■ **元データ**:
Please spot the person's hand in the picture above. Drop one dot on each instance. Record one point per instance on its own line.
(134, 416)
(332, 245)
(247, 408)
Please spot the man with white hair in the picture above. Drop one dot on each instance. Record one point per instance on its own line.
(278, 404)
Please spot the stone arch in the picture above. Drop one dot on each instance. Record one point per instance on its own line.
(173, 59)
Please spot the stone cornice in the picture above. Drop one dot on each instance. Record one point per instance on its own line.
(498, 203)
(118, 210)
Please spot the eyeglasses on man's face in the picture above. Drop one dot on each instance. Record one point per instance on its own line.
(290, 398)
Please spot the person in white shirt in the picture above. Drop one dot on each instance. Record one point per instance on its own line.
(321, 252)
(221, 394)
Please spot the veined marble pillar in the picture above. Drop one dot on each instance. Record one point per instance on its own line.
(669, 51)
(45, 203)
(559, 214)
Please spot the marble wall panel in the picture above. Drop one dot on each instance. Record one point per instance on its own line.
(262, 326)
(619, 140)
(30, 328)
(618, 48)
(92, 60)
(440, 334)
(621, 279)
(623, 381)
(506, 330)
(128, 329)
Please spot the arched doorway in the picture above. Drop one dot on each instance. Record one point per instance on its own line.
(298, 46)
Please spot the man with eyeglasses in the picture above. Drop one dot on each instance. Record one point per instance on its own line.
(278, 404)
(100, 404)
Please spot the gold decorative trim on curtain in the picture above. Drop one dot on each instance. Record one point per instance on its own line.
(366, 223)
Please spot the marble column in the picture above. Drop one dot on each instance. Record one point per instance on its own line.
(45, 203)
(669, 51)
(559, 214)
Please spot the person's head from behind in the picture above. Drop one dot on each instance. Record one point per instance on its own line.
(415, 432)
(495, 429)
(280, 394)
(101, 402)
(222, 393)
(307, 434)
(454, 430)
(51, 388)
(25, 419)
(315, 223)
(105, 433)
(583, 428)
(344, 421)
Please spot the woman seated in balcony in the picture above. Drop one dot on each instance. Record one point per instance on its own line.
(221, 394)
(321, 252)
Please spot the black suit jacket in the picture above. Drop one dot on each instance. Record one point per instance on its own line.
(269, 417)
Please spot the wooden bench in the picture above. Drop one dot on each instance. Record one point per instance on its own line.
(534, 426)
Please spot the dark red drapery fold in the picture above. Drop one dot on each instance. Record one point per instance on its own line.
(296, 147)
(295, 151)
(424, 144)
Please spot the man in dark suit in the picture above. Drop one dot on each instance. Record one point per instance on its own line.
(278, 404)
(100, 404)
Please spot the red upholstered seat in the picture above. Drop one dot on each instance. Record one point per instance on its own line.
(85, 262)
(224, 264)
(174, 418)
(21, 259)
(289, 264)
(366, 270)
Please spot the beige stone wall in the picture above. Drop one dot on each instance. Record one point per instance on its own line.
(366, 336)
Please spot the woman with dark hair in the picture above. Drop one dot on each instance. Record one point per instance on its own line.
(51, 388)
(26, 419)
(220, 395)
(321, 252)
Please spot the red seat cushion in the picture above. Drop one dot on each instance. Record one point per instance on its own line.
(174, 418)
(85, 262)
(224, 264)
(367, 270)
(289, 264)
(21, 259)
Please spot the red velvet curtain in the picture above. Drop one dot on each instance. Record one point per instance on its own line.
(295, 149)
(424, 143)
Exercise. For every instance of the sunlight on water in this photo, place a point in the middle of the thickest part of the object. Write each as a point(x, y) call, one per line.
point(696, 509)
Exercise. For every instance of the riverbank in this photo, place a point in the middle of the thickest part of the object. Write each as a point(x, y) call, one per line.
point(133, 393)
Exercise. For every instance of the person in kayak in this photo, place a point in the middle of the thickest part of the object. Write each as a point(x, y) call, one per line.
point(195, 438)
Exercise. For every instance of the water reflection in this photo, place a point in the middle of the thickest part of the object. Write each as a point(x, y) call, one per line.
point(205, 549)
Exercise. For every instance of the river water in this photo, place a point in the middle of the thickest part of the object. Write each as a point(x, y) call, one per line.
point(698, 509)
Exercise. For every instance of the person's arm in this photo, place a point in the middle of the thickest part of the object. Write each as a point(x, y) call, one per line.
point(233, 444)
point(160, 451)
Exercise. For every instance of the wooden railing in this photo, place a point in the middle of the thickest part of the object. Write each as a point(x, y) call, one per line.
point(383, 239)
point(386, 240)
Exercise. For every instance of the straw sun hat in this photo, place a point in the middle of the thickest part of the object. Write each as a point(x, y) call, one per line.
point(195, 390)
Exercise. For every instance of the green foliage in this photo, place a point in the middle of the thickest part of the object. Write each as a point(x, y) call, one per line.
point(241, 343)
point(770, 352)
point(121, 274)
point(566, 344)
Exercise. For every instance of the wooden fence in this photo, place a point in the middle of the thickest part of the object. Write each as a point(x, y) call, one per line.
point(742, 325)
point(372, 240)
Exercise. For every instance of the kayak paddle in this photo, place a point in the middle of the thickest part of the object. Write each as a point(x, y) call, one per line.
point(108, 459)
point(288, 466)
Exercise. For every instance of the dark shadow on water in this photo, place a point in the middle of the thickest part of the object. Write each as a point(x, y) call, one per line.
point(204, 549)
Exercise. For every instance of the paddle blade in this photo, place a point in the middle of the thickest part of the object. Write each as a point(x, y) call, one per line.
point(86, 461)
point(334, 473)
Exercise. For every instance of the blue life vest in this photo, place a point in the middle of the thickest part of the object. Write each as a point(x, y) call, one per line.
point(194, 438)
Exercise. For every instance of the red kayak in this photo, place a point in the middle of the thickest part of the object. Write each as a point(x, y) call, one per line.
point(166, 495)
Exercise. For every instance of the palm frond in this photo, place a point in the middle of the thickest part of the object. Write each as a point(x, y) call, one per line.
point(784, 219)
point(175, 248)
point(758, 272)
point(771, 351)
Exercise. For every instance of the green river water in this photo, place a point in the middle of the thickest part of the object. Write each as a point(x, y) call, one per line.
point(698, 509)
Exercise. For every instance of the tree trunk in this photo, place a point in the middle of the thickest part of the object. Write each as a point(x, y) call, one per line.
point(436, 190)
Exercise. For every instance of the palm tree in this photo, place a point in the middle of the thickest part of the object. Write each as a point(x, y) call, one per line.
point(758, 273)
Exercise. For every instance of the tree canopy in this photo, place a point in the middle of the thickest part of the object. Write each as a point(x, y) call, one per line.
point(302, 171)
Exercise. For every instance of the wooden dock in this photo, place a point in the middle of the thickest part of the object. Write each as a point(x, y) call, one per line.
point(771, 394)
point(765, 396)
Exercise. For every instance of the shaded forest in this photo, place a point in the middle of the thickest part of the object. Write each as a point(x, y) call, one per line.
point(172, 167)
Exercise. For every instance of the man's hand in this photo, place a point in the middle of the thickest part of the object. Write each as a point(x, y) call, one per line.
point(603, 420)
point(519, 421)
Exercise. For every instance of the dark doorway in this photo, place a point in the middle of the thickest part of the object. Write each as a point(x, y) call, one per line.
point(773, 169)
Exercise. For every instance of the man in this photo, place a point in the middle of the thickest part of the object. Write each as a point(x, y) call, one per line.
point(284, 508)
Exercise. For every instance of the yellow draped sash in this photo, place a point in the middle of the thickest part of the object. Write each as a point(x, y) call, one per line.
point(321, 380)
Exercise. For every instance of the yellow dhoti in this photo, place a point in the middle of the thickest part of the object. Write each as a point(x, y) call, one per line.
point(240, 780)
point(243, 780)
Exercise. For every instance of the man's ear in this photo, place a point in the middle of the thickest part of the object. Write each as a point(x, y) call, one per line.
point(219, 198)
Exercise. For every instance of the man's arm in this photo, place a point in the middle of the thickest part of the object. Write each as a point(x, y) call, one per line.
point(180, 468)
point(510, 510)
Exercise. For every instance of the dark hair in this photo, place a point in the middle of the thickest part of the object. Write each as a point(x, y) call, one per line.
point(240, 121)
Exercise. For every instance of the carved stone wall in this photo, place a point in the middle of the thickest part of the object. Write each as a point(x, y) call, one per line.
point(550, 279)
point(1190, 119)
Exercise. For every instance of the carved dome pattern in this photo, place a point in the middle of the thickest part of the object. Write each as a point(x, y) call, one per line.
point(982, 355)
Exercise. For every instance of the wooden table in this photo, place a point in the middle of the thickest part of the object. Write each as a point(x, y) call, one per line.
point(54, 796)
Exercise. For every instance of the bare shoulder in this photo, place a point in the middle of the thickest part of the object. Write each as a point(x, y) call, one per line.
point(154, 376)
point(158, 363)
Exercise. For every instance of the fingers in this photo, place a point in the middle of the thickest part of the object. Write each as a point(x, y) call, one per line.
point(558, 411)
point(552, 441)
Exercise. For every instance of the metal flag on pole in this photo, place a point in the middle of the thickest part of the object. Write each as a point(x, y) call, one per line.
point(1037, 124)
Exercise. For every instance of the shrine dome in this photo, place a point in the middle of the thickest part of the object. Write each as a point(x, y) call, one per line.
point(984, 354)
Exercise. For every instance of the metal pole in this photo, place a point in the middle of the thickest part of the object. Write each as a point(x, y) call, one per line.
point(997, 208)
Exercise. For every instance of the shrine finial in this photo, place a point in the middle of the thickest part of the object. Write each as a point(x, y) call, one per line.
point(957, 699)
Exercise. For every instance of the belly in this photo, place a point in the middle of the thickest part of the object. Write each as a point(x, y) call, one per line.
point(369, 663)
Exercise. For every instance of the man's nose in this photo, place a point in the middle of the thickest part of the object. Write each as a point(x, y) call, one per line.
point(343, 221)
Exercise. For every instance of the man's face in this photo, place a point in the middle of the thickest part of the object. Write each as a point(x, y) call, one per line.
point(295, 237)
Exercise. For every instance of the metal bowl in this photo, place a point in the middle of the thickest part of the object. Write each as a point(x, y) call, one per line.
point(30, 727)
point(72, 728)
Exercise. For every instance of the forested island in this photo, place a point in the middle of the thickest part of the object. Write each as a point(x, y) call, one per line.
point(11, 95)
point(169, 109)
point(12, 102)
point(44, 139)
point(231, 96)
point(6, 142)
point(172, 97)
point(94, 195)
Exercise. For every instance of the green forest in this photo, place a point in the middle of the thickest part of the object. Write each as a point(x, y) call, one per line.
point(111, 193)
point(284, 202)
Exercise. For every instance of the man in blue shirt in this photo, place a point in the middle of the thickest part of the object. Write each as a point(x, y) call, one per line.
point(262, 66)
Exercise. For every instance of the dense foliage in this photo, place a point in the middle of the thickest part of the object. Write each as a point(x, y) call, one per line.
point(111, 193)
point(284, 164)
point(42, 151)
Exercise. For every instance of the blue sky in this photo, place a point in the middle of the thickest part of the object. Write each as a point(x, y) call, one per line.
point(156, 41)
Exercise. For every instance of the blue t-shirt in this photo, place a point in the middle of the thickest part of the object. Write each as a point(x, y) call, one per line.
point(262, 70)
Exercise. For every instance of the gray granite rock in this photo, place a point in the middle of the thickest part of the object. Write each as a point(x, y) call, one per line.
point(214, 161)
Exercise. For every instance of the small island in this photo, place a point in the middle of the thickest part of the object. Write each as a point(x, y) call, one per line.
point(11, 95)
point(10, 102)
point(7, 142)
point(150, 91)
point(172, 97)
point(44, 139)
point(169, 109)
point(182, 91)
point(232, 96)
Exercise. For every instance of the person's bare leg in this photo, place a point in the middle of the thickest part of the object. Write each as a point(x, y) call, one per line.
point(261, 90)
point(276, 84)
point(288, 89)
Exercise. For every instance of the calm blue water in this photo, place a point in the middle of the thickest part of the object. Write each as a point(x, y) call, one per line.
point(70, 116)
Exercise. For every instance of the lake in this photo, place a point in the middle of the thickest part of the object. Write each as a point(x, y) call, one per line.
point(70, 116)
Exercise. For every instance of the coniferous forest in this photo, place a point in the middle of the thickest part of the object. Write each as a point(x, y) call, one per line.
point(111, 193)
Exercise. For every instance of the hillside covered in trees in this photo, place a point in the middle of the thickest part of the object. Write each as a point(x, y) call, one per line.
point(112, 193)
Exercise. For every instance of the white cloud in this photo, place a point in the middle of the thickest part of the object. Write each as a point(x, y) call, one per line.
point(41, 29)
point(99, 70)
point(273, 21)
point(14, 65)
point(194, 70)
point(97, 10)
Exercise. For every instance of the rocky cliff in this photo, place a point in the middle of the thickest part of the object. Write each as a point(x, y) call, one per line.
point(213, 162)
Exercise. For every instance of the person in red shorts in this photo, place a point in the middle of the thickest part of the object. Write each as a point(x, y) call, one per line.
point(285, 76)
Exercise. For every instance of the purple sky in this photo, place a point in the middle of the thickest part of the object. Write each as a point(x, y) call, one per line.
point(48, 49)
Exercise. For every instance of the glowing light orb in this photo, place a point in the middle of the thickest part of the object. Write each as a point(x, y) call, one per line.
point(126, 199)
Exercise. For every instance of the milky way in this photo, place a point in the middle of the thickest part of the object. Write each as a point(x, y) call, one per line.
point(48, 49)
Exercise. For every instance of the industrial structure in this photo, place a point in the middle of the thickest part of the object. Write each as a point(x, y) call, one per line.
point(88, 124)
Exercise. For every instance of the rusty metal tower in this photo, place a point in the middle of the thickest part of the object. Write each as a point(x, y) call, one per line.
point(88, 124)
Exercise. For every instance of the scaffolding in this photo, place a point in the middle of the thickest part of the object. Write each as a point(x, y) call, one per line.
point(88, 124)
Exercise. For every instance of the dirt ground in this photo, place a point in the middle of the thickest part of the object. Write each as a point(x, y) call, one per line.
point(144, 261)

■ **問題の詳細**: 上の行のうち、"Exercise. For every instance of the dark doorway"を含む行から"point(219, 198)"を含む行までの範囲を、列名「指示」と「回答」の2列からなるCSVに書き直してください。指示1つにつき1行とし、各値は改行を空白に置き換えて、二重引用符で囲んだ1フィールドに収めてください。

■ **問題の解答**:
指示,回答
"Exercise. For every instance of the dark doorway in this photo, place a point in the middle of the thickest part of the object. Write each as a point(x, y) call, one per line.","point(773, 169)"
"Exercise. For every instance of the man in this photo, place a point in the middle of the thickest part of the object. Write each as a point(x, y) call, one per line.","point(284, 508)"
"Exercise. For every instance of the yellow draped sash in this photo, place a point in the middle of the thickest part of the object. Write each as a point(x, y) call, one per line.","point(321, 380)"
"Exercise. For every instance of the yellow dhoti in this photo, place a point in the middle of the thickest part of the object. Write each as a point(x, y) call, one per line.","point(240, 780) point(243, 780)"
"Exercise. For every instance of the man's ear in this photo, place a point in the middle of the thickest part of the object. Write each as a point(x, y) call, one per line.","point(219, 198)"